Instructions for the task: Write the records below out in full, character for character, with no pictures.

Available records:

◇ ◇ ◇ ◇ ◇

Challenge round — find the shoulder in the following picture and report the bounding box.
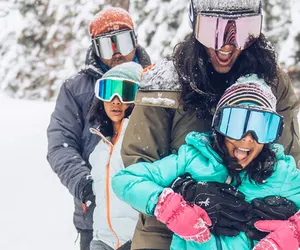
[270,143,297,178]
[61,70,96,97]
[277,68,291,87]
[273,68,297,102]
[134,59,181,108]
[177,132,213,160]
[271,143,295,165]
[139,59,181,92]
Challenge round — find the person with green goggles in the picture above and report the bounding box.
[88,62,142,250]
[112,74,300,250]
[47,7,151,250]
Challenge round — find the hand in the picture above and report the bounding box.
[154,188,212,243]
[253,211,300,250]
[78,175,95,218]
[171,173,252,237]
[246,196,297,241]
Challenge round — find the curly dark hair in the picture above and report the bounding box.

◇ ◇ ◇ ◇ ◇

Exercise answer:
Challenge round — find the shoulder in the following picture and report the bounding box.
[270,143,297,178]
[61,70,96,97]
[277,68,291,87]
[273,68,297,102]
[134,59,181,108]
[177,132,213,160]
[271,143,295,165]
[139,59,181,92]
Challenge round — find the person with green goggles in the picture above and report the bounding box.
[88,62,142,250]
[112,74,300,250]
[47,7,151,250]
Challenge round — find the hand in the picture above and report the bounding box.
[154,188,212,243]
[253,211,300,250]
[78,175,95,218]
[171,173,252,237]
[246,196,297,241]
Challenge round — find the curly dark hair in the picture above and report the bounding box.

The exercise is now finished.